- _DOCUMENT EXTRACT_:
[start]

Absolutely true. All I have said is that DataStage and Informatica will absolutely do what you want. The rest, well, you will just not find many people with good skills across many ETL tools to help you out making a choice. It is unusual for people to gain experience across many of the ETL tools because of the time and effort it takes to learn them in detail. You really have to implement similar data warehouses with the tools to be able to compare them. And by the time you have done that it's two releases later and feature leapfrogging has taken place. In many ways you are very likely to be best off buying the tool that has the most licenses in your area and the most people available to work on your projects. Remember, the ETL work is still the largest single piece of work on the project at 60-80% of the total work on most projects. There is no point buying a tool that you cannot get local people skilled in.

If you are going to build yourself a sizable application independent data warehouse the 'safe' bet is to go with one of these two. If you are going with a suite of analytical applications you will probably go with the tool that the vendor imbeds with the application.

It is much more important to make sure that you learn how to build the data warehouse using the tool that you finish up using.

A005. What is the usual situation with Data Quality?

'The quality of the data is near 100% perfect' is right up there with 'The check is in the mail.' It is very rarely true. The case that I find most often is that the operational system validates data from the perspective that the data needs to be 'valid' for operational system processing. This does not mean the data is 'valid' as in reflects the real world. Also, the operational system will usually maintain data as 'valid' at a point in time and provide little support for the changing values of data over time. When you put data into the data warehouse you will have to take care of changing data values over time.

You should expect the data coming to you to be pretty bad. Then you will not be surprised if it is bad and you can be pleasantly surprise if it is good.

Should I then delay the data warehouse build until the data quality is up to scratch?

Well, not if you want to actually build it, because it generally takes a long time to bring data quality up to scratch.

What should I do then?

As a minimum, when you perform the data integration tasks of key lookups for fact record keys from the dimension tables, if you do not find as value you should put a '0' key into the fact record. Don't put a null because in most databases null=null is false.

[end]

- _SUPPLIED MATERIAL_:

[start]

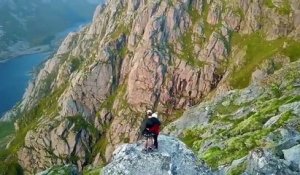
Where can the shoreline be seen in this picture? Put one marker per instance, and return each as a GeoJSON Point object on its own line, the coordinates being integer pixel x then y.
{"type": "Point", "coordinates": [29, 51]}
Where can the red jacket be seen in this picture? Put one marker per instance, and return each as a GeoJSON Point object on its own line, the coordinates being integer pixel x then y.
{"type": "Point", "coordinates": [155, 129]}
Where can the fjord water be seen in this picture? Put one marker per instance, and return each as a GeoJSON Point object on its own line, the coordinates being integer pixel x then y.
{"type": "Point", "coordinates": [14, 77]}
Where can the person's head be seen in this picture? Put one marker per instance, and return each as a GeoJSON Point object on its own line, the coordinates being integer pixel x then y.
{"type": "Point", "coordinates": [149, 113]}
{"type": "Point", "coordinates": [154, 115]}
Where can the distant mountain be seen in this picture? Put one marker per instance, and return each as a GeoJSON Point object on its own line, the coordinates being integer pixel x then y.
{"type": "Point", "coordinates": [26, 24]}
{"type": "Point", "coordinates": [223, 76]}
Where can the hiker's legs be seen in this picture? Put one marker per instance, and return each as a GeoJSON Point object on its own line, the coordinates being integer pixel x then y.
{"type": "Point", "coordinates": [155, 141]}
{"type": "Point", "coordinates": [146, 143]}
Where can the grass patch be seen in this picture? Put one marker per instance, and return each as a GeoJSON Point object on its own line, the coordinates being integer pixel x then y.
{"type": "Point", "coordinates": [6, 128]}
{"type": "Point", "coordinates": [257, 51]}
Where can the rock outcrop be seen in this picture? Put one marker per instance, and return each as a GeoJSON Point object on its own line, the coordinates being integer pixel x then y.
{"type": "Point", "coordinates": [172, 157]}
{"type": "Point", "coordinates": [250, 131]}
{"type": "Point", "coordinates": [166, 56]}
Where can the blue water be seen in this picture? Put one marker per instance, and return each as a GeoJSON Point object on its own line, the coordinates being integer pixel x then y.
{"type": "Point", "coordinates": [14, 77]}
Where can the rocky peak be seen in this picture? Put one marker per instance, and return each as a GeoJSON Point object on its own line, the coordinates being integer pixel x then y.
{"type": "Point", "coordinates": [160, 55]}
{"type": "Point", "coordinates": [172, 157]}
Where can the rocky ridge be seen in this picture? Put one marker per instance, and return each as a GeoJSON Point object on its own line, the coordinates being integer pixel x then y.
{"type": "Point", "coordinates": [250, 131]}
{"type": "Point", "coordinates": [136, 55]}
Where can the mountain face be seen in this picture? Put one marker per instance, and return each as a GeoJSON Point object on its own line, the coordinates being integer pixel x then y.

[end]
[start]

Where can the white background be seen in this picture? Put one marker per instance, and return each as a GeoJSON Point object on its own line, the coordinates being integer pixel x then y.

[end]

- _CHALLENGES_:
1. Translate this sentence from the passage on ETL tools and data quality into Spanish: "There is no point buying a tool that you cannot get local people skilled in."
2. List every question that appears in the passage on ETL tools and data quality.
3. Carry the passage on ETL tools and data quality forward from its final sentence.
The entries were taken from a different source than the passage on ETL tools and data quality.

- _EXERCISE ANSWERS_:
1. No tiene sentido comprar una herramienta para la que no se pueda conseguir personal local capacitado.

2.
- What is the usual situation with Data Quality?
- Should I then delay the data warehouse build until the data quality is up to scratch?
- What should I do then?

3.
You then put a record into the dimension table with a 0 key that indicates the key was unknown at lookup time. At the detail level you should also put the key that you looked up into the fact record. This is something of a heresy but this is what I do. You can then use the real key to adjust the '0' key to the correct key at some future point in time.

You should then also write reports in whatever query/reporting tool you are going to use to count the number of '0' keys for every dimension key on every fact table and list the unique values of the real keys. These reports let you find the real keys that are not being mapped to the dimension tables. Then you can do something about it. And what you usually need to do about it is to get people to type 'more correct' data into the operational system. This will take some time. These reports will also let you show the owner of the data the level of quality in terms of data integration to keys at least.

The other solutions I have tried in the past are error files which require the files to be re-cycled into the data warehouse as well as automagically inserting dimension records for unknown dimension records coming in. I stopped doing either of these by the end of 1995.

The main reasons for this being:

It is very hard to generate the 'right' dimension record. And if the dimension data coming in was actually an error and needs to be backed out it is much harder if the fact record has the incorrect key on it, and that record has been consolidated into summaries.

If you use recycle files you are usually forced into the position that you must complete processing of the data at hand prior to running the next nights data. If you have a large amount of processing to perform each night then having some failed processes over the weekend can leave you with a real problem on Monday morning to get everything back up to date. Then again, you can always give up your weekends to make sure the data warehouse gets loaded properly.

That's the minimum. What else might I do?

Well, you can start from running reports to find data in error and move right on up to buying a product to measure data quality and perform some repair on the data in the ETL process. There are a number of DQ vendors out there and there are a number of 'gurus' on the subject. I am familiar with the Data Quality engine in DataStage, I know it works so you could try that. There are others on the market. Larry P. English is one of the 'industry gurus' on Data Quality and if you want to read up on Data Quality he has published what looks like a pretty reasonable book on the topic. I have only browsed the book so I am not offering any opinion on it here.

Ok, if you have seen DQ issues so many times, what are the biggest headaches I'm likely to have?

The biggest headaches you are likely to have are:

	Trying to determine unique customers across multiple operational systems.
	Old codes in historical data where the code look-up tables have changed their code values over the years and the codes have changed their meaning. Even worse, people have forgotten what those codes meant when they were entered.
	The same field being used to store multiple different pieces of information, the rules to which no-one really knows and even if you did they would not be rigid because the users have changed over the years and they were hiding the fact they were doing this from IT anyway.

Of these identifying the unique customer is most problematic. You can buy tools to make intelligent guesses but they are never 100%. And when the customer base is large what is left over often requires a lot of manual work to correct.

In the end the best way to identify a unique customer is for the customer to have a customer number they know about and know to quote to your company every time they contact you. And the best way to do that is to give them yet another plastic card to put into their already bulging wallet/purse. Personally, I think any company who is not interested in me enough to give me a customer number that I know to quote just isn't interested in me.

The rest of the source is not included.